▸ **Required action**
Look through the material below and copy every line containing the word "kind".

----------------

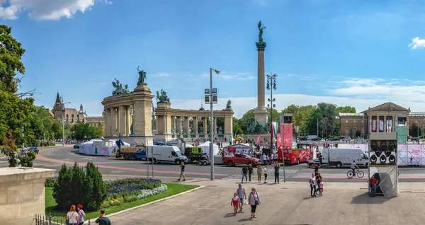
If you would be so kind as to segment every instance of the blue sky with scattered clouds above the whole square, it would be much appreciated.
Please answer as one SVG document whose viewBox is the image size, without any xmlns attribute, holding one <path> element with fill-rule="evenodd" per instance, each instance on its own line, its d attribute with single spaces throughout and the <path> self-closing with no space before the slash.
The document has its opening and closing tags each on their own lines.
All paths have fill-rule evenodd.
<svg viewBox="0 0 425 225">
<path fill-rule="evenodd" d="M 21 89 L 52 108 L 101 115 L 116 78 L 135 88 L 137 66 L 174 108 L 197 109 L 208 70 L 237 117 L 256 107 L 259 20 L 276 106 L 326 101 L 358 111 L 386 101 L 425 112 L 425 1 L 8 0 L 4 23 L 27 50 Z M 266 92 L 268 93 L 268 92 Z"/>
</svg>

----------------

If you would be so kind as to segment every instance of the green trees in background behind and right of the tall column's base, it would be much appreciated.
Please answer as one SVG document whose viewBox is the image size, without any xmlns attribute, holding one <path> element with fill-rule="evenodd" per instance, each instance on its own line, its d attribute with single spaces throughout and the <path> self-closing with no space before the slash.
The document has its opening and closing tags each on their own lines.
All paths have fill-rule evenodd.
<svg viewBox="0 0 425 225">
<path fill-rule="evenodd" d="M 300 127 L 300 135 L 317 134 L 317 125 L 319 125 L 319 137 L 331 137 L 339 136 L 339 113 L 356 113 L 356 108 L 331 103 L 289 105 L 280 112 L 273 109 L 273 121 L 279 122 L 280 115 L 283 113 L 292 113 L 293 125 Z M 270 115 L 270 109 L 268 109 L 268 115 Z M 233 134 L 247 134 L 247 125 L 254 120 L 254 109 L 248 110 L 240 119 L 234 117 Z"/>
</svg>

----------------

▸ **Response area**
If you would be so kind as to segment every instance of the blue sky with scattered clouds above the whole square, it would be much appreciated.
If you would be so kind as to segment every instance of the green trees in background behind and right of the tall column's base, it would be much appreciated.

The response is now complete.